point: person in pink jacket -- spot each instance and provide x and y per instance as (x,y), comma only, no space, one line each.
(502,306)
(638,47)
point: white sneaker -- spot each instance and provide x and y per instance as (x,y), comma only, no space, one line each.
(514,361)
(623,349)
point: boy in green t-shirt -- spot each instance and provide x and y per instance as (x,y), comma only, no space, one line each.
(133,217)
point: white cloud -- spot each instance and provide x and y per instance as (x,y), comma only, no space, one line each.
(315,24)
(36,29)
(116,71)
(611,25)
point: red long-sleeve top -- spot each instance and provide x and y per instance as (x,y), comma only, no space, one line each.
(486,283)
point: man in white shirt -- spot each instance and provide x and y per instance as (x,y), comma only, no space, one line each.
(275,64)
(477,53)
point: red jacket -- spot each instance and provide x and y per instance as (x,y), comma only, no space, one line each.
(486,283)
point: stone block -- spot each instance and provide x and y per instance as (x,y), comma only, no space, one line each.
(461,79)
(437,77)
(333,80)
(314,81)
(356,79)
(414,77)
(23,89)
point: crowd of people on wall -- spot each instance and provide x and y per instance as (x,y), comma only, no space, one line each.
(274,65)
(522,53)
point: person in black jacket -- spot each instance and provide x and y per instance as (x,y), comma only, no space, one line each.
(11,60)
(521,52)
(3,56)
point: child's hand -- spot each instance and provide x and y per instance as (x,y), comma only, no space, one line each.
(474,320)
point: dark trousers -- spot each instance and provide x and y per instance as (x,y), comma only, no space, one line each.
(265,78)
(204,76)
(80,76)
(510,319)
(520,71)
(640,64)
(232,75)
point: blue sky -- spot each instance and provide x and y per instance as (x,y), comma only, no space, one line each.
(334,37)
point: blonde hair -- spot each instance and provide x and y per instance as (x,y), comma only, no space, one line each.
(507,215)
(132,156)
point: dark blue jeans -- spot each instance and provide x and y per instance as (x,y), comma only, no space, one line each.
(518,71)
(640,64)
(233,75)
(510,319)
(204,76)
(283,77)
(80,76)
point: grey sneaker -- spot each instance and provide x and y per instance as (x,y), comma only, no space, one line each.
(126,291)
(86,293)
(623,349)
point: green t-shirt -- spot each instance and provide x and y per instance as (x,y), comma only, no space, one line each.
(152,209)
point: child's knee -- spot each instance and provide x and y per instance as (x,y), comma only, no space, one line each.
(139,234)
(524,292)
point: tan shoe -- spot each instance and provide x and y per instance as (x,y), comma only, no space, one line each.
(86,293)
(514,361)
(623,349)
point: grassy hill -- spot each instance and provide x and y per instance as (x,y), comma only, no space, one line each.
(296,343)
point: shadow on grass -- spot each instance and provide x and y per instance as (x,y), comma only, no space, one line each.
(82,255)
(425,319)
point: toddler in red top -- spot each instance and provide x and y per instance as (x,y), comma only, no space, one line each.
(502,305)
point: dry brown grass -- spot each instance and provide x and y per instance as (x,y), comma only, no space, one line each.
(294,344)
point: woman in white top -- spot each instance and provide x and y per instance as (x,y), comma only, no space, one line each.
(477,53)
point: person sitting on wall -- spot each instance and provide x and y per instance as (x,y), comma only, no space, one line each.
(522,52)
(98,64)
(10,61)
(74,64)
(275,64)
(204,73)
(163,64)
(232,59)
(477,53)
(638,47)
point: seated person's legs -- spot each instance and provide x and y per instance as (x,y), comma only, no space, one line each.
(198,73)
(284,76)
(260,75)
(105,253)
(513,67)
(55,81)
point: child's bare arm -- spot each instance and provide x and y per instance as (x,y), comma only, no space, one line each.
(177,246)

..............................

_EXERCISE OBJECTIVE_.
All of the material above should be restated verbatim.

_TASK RESULT_.
point: person in pink jacket -- spot each instance and provide x and y per instance as (x,y), comma only, no space, one line each.
(502,306)
(638,47)
point: white sneaker -- spot each instance and provide x and y per instance as (x,y), comma only, no space, one line each.
(514,361)
(623,349)
point: boy in green t-shirt -- spot each instance and provide x and y per instance as (x,y), comma only, no space, one line each.
(133,217)
point: white cloud -- spot each instance and provide x and y per instance as (x,y), comma only, no space, one line each.
(315,24)
(36,29)
(116,71)
(611,25)
point: red long-sleeve top -- spot each instance and provide x and y per instance as (x,y), comma only, no space, one line each.
(486,283)
point: man in white shirt -- spot each instance and provide x and y per instance as (x,y), comma only, no space, one line each.
(275,64)
(477,53)
point: red jacket -- spot each instance and provide x and y per instance as (x,y), comma only, no space, one line each.
(486,283)
point: stone block -- spot each instance and provide x and y per instance as (x,y), comma only, no space, one line each.
(461,79)
(437,77)
(333,80)
(314,81)
(356,79)
(414,77)
(23,89)
point: crowd of people on wall -- spot each instance and provide x and y per instance as (x,y), comma only, no space, one line each.
(274,65)
(522,53)
point: person in black jacket -- spot each instance and provide x and y per instance as (x,y), comma only, no space, one line each.
(11,60)
(521,52)
(3,56)
point: child's hand -- spot each instance and provide x and y per instance as (x,y), comma only, no space, one line each.
(474,320)
point: dark trousers -- spot each instance and provide x and y per instance as (x,y), comma only, no space, one line each.
(265,78)
(204,76)
(80,76)
(510,319)
(520,71)
(640,64)
(232,75)
point: blue sky -- spot each instance and provide x and y per instance as (x,y), comma only, no space, one line each.
(334,37)
point: blonde hair -- spot each instance and provide x and y per instance as (x,y), comma only, no space, one line each.
(507,215)
(132,156)
point: dark blue jeans -- spot each instance and provide x and y per instance as (x,y), comma only, no space, one line each.
(518,71)
(640,64)
(233,75)
(510,319)
(204,76)
(283,77)
(80,76)
point: grey sneaker -- spot each instance and provide x and y per instance as (x,y), comma only, no space, one line each.
(126,291)
(86,293)
(623,349)
point: green t-shirt -- spot each instance and provide x and y per instance as (x,y), comma only, no space, one line each.
(152,209)
point: child's knee -- spot each instance and provide x and y per instance as (x,y), comma only, no space, one line each.
(139,234)
(524,292)
point: tan shoe -- spot each instance and provide x and y per instance as (x,y), comma only, no space, one line each.
(86,293)
(514,361)
(623,349)
point: grassy hill -- spot each instance and provide x and y per instance as (x,y), comma only, no space, one line each.
(296,343)
point: shadow on grass -- spot each instance and provide x and y per instance as (x,y), comma only, no space, one line each.
(82,255)
(425,319)
point: toddler in red top -- spot each instance and provide x and y per instance as (x,y), comma only, no space, one line each.
(502,305)
point: dry brown grass -- spot each instance and provide x and y per instance as (x,y), comma only, no space, one line each.
(294,344)
point: woman in white top -- spot each instance and provide x and y per instance as (x,y), comma only, no space, one line each.
(477,53)
point: person sitting on wall -- spot each instance and provide x and y per instance as (x,y), comma only, no space, one line each.
(522,52)
(98,64)
(10,61)
(74,64)
(275,64)
(204,73)
(163,64)
(232,59)
(477,53)
(638,47)
point: seated person's legs -- spot each instance and provide x and y per instance as (x,y), comma only, no space, one line each.
(198,73)
(284,76)
(260,75)
(105,253)
(513,67)
(55,81)
point: child's bare arm -- spot each instance and provide x and y per instance as (x,y), comma only, no space, one line each.
(177,246)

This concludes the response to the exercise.